[Exercise brief]: Take from the material every line that contains the word "block".
======
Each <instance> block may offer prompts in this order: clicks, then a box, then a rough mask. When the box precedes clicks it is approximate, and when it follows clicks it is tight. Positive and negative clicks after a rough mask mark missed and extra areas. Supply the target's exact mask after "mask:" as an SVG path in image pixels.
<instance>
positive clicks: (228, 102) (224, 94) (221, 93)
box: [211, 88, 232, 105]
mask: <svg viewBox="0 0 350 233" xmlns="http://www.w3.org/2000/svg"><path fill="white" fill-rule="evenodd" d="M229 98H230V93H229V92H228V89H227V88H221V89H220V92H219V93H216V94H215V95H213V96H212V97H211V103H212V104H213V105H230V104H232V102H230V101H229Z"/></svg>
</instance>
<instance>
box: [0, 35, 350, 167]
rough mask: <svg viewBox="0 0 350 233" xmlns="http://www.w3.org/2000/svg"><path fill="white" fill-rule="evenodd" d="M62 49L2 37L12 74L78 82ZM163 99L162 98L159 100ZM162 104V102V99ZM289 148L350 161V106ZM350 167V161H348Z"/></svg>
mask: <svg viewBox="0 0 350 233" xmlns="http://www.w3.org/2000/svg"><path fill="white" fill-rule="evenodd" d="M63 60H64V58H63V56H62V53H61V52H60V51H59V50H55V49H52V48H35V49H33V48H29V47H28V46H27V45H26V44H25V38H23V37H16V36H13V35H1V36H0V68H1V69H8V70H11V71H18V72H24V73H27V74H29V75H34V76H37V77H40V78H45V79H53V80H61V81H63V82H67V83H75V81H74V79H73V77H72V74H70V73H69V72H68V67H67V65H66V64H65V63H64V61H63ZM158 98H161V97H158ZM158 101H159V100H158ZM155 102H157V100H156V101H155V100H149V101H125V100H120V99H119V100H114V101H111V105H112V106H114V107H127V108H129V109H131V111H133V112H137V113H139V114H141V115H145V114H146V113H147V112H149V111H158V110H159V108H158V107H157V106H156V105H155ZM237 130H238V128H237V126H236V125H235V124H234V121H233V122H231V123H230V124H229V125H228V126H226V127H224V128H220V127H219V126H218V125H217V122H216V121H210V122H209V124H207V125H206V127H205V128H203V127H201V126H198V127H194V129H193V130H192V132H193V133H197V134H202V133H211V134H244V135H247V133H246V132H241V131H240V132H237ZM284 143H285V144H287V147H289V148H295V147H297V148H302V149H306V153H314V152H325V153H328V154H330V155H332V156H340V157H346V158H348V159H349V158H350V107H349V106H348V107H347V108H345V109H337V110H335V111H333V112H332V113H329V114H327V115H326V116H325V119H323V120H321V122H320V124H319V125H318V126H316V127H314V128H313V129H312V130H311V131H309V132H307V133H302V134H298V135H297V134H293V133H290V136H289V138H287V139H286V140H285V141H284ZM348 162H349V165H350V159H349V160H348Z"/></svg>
======
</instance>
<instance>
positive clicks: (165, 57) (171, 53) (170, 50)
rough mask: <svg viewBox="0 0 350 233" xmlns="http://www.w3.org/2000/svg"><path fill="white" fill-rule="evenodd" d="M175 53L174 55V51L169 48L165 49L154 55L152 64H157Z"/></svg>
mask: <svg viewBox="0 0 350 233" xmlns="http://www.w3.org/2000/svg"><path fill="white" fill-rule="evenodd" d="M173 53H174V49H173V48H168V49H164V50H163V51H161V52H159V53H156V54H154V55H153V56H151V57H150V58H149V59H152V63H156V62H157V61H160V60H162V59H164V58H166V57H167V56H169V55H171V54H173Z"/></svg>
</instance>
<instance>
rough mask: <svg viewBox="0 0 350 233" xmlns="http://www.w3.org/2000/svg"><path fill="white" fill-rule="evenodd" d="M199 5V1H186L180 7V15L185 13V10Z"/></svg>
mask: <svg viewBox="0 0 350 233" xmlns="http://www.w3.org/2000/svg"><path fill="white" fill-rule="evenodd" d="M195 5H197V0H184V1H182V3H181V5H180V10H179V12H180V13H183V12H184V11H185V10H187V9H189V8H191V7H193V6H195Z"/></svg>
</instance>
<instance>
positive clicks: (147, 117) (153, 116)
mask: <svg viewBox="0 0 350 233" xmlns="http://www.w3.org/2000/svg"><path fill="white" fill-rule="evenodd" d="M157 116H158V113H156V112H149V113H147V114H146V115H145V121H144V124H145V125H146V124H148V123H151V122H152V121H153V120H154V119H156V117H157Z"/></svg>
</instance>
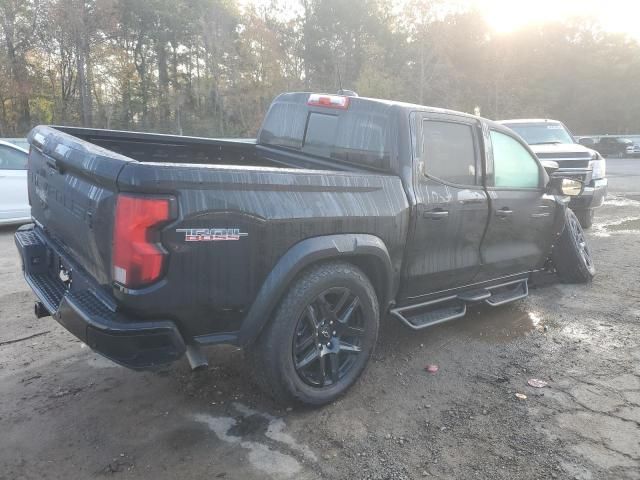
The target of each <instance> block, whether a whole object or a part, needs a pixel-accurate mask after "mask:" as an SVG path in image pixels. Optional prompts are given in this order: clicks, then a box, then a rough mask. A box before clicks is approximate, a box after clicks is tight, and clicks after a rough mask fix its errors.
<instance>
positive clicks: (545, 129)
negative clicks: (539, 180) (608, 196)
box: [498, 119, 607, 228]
======
[Exercise answer]:
Each <instance> block may offer prompts in this order: clicks, then a box, then a rough mask. When the box precedes clicks it is approximate, and when it follows clicks it is tight. Positive and negative clicks after a rough mask mark missed and extra areas. Supply the target's exact mask after "mask:" as an SVG path in image pixels.
The target of each <instance> block, whether a whole object or a part, needs a pixel-accurate mask after "mask:" as an SVG path in image pixels. Optional prompts are given in this order: clicks, then a box, then a rough mask. A box before clicks is approximate, a box after clicks is tight, and clicks after a rough mask fix its errors.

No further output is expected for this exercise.